======== Testo di riferimento ========

Se applichiamo la deontologia kantiana, invece, l’azione è moralmente sbagliata in sé perché viola un principio universale: il furto è sempre sbagliato, indipendentemente dal fine.
Il paradosso nasce dal conflitto tra queste due etiche. - Il problema della proprietà
Il paradosso tocca anche un aspetto più profondo della morale: cos’è davvero la proprietà? Pietro aveva 100 euro in più senza accorgersene e ha ricevuto un regalo che lo ha reso felice. Se la proprietà fosse puramente soggettiva (ossia, si possiede solo ciò di cui si ha consapevolezza), allora Pietro non ha mai “perso” quei 100 euro, perché non li ha mai percepiti come mancanti. Ma la proprietà è anche un concetto oggettivo, e Mario ha comunque sottratto qualcosa che non era suo. - L’illusione dell’annullamento morale
Se consideriamo il bene e il male come grandezze matematiche che si sommano e sottraggono, allora Mario avrebbe azzerato il male fatto con il bene. Tuttavia, la morale non è solo una somma algebrica di azioni: l’intenzione e il metodo contano. Se accettiamo che il fine giustifica i mezzi, apriamo la porta a un’etica dove il male può sempre essere “corretto” con un’azione buona successiva, cosa che ha implicazioni pericolose. - Il concetto di “sacrificio”
Un aspetto interessante è l’idea che Mario avrebbe potuto usare quei 100 euro per sé, ma ha scelto di spenderli per Pietro. Questo porta alla domanda: Mario ha davvero sacrificato qualcosa? Non era mai stato suo. La sua scelta, quindi, è una rinuncia a un vantaggio egoistico, ma non a qualcosa che fosse legittimamente suo. Il paradosso si basa su un’illusione di sacrificio che, in realtà, non esiste.
A ben pensarci, quindi, questo mio “Paradosso di Salvatti” è un esempio di come la morale possa essere manipolata se si guarda solo agli effetti senza considerare le cause e i principi. Se adottiamo una prospettiva puramente consequenzialista, possiamo arrivare a giustificare il furto come azione benefica. Ma se adottiamo una prospettiva basata sui principi, l’atto rimane immorale, indipendentemente dalle conseguenze.
La vera domanda è: vogliamo una società dove il bene si misura solo in base agli esiti, o una dove conta anche il rispetto delle regole? Il paradosso mostra che, se accettiamo che il bene e il male si annullino come numeri, allora possiamo giustificare molte azioni discutibili. Ma la realtà etica è più complessa: il valore morale non è solo una questione di aritmetica, ma anche di intenzione e metodo.

======== Dati forniti ========

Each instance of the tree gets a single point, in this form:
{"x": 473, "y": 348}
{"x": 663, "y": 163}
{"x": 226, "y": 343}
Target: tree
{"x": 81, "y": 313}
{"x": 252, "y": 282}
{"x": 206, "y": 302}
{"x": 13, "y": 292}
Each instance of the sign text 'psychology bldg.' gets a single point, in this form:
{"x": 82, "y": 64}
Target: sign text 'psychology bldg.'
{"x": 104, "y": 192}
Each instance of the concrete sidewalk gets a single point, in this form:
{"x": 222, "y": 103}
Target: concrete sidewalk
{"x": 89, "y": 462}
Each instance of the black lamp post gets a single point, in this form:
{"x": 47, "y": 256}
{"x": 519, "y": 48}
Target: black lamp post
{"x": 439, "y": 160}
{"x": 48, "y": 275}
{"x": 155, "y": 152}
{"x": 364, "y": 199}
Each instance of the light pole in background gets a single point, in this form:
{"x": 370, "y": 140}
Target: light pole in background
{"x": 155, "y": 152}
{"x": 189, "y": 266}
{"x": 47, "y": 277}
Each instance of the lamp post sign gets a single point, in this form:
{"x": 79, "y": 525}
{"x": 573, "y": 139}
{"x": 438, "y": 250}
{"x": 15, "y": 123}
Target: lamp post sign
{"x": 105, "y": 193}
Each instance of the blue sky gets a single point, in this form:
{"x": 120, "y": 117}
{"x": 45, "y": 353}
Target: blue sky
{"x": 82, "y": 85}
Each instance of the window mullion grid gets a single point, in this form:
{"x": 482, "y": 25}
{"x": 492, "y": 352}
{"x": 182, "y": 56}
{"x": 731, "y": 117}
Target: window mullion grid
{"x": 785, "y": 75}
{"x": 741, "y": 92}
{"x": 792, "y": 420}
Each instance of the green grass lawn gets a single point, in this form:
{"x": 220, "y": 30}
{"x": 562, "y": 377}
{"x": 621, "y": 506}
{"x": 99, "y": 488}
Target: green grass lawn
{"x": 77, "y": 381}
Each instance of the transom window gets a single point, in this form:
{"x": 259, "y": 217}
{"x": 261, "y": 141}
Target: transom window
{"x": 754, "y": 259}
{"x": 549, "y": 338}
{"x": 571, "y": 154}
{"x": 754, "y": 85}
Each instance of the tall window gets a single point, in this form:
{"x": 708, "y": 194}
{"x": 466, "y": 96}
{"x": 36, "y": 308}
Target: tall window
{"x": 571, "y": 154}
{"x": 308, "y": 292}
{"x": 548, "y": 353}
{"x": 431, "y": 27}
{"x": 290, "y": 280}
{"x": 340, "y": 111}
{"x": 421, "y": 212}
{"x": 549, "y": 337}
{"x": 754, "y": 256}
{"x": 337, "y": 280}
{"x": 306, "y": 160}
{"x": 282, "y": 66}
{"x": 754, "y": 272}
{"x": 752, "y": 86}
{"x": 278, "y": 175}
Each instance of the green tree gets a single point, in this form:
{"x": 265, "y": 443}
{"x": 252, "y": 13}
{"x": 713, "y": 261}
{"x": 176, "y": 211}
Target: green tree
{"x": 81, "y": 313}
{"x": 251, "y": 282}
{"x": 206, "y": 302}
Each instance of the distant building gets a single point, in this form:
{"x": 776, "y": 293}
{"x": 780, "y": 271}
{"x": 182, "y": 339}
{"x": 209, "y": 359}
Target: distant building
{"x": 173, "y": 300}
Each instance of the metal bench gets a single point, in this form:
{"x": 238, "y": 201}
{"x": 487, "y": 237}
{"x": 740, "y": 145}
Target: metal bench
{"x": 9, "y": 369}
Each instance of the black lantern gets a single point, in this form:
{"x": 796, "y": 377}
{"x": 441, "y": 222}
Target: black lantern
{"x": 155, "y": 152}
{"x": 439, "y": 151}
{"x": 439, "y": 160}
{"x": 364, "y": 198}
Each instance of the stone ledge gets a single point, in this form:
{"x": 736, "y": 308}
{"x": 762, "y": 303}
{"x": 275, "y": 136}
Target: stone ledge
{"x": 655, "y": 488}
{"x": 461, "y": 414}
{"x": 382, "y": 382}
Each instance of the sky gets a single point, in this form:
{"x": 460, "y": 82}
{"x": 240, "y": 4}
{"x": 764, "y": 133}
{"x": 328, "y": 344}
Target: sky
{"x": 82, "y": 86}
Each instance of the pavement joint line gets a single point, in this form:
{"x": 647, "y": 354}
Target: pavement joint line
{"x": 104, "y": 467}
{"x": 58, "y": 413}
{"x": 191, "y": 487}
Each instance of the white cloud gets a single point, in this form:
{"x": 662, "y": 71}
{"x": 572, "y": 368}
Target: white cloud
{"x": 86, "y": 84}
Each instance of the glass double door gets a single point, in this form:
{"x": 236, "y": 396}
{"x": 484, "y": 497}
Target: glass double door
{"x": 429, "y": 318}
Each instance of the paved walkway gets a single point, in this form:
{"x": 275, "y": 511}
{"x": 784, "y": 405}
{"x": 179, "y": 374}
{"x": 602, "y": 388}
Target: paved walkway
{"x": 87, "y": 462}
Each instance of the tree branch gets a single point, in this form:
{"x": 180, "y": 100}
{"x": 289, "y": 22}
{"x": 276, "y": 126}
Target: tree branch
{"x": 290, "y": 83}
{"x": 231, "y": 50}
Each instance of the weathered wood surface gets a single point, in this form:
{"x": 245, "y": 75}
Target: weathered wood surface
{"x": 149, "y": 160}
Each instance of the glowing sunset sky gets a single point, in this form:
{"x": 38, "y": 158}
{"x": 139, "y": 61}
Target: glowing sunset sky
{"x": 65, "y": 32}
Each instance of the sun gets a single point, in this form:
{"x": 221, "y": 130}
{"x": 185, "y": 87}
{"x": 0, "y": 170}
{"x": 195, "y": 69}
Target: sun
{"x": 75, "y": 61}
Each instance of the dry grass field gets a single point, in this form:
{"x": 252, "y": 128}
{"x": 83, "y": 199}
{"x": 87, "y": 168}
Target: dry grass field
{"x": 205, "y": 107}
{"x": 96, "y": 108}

========

Consegna A ->
Nel testo sul Paradosso di Salvatti, perché Mario non ha davvero sacrificato qualcosa spendendo i 100 euro per Pietro?
Consegna B ->
Per favore, prosegui il testo sul Paradosso di Salvatti, riprendendo dopo la sua ultima frase.

Risposta A ->
Perché quei 100 euro non erano mai stati suoi.

Risposta B ->
Ora però chiediamoci: chi glielo ha fatto fare? Mario poteva semplicemente non rubare, accettare di essere povero e non poter fare un regalo. Questo avrebbe evitato il rischio di compromettere l’amicizia con Pietro se fosse stato scoperto. In altre parole, il paradosso si regge sul fatto che Mario ha scelto di compiere un atto moralmente e legalmente scorretto senza alcuna necessità assoluta. Se Mario non avesse rubato, non avrebbe creato la situazione in cui “bilancia” il suo errore con un’azione positiva. Il problema etico nasce perché ha compiuto una scelta che non doveva fare. In un certo senso, ha messo se stesso in debito con Pietro, quindi il suo successivo altruismo è un rimedio a un errore che lui stesso ha generato.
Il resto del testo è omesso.